Whether Muller had time to read Caspari's paper in detail before he gave his speech, we don't know, but it seems unlikely, as he didn't write back to Stern on Caspari's results. Furthermore, Muller would have been quite busy preparing his Nobel Prize address, which was delivered on December 12. In this speech, Muller repeated his long-held view that X-rays and other forms of radiation caused mutations, that the dose-response was linear, and that this was true for total doses (of gamma rays) as low as 400r delivered over 28 days. Based on this evidence, he asserted that there was "no escape from the conclusion that there is no threshold dose, and that individual mutations result from individual 'hits.'"
Eventually, Caspari retested his results, which were then reported in a Genetics article published with Stern that appeared in early 1948. In this paper, Stern and Caspari discussed the special difficulties in conducting experiments at such low doses spread out over many days. Nonetheless, in no uncertain terms, the Caspari-Stern paper reported that there was no increase in mutation rate and acknowledged that this result was at odds with Stern and others' earlier findings. For this reason, it is difficult to imagine what exactly Professor Calabrese had in mind when he accused Stern and Muller of covering up Caspari's results.

__STUDY QUESTIONS__.
1. Please rewrite the stretch of the passage on Muller and Caspari from "Eventually, Caspari retested" through "up Caspari's results.", swapping "mutation rate" for "rate of mutation".
2. Add the next paragraph to the passage on Muller and Caspari.

__AVAILABLE DATA__.
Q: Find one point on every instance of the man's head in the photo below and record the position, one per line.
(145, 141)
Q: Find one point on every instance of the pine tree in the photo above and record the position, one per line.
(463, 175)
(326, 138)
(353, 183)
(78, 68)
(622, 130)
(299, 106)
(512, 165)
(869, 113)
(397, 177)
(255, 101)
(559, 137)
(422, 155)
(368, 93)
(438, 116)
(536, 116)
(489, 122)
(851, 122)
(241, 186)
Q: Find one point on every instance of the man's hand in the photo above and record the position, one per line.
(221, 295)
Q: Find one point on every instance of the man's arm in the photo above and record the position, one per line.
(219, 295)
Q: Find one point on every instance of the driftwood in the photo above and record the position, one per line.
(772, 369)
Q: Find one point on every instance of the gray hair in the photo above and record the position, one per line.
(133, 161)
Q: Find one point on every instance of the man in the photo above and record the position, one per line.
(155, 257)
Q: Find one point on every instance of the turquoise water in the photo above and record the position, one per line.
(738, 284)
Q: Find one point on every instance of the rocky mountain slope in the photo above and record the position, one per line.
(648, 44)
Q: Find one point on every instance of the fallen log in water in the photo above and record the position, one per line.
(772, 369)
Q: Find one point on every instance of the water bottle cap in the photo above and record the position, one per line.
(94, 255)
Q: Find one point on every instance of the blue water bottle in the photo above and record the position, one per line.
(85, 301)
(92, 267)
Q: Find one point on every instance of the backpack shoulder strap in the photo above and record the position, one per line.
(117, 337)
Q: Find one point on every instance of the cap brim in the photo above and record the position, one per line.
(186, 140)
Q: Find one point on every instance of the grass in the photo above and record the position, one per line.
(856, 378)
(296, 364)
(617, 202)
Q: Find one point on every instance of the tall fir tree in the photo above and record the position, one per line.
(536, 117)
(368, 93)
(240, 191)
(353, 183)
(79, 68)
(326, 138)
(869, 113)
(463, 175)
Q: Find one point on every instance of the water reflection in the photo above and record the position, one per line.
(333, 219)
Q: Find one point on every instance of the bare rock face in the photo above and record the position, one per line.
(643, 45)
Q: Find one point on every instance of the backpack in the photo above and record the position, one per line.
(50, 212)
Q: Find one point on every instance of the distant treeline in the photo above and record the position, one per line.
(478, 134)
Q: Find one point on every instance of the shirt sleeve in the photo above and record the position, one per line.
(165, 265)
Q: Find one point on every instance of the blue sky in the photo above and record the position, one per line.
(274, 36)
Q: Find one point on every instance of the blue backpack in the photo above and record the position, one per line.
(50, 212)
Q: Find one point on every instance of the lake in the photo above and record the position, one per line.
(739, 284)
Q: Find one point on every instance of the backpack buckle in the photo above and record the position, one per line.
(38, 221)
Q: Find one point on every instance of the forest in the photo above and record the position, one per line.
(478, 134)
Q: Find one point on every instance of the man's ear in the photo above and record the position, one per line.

__ANSWERS FOR EACH ITEM__.
1.
Eventually, Caspari retested his results, which were then reported in a Genetics article published with Stern that appeared in early 1948. In this paper, Stern and Caspari discussed the special difficulties in conducting experiments at such low doses spread out over many days. Nonetheless, in no uncertain terms, the Caspari-Stern paper reported that there was no increase in rate of mutation and acknowledged that this result was at odds with Stern and others' earlier findings. For this reason, it is difficult to imagine what exactly Professor Calabrese had in mind when he accused Stern and Muller of covering up Caspari's results.

2.
After publishing this paper, Caspari, who had had enough of the tedious work that was required to compute mutation rates in flies, went on to greener pastures, leaving to other researchers the question of whether flies exposed to low-dosage radiation over an extended period of time show an increased mutation rate. Meanwhile researchers turned their attention to the study of radiation effects on mice and other animals. In the case of humans, an enormous body of data was analyzed by John Gofman, who established the Biomedical Research Division for the Lawrence Livermore National Laboratory, unambiguously re-establishing that there was no safe level of radiation. In light of the proliferation of nuclear reactors in subsequent years, and the two major accidents at Chernobyl and Fukushima, the public would be well advised to be afraid, to fear for themselves as well as the health of future generations.
James Schwartz
Brookline, Mass.
Mr. Schwartz is the author of In Pursuit of the Gene: From Darwin to DNA.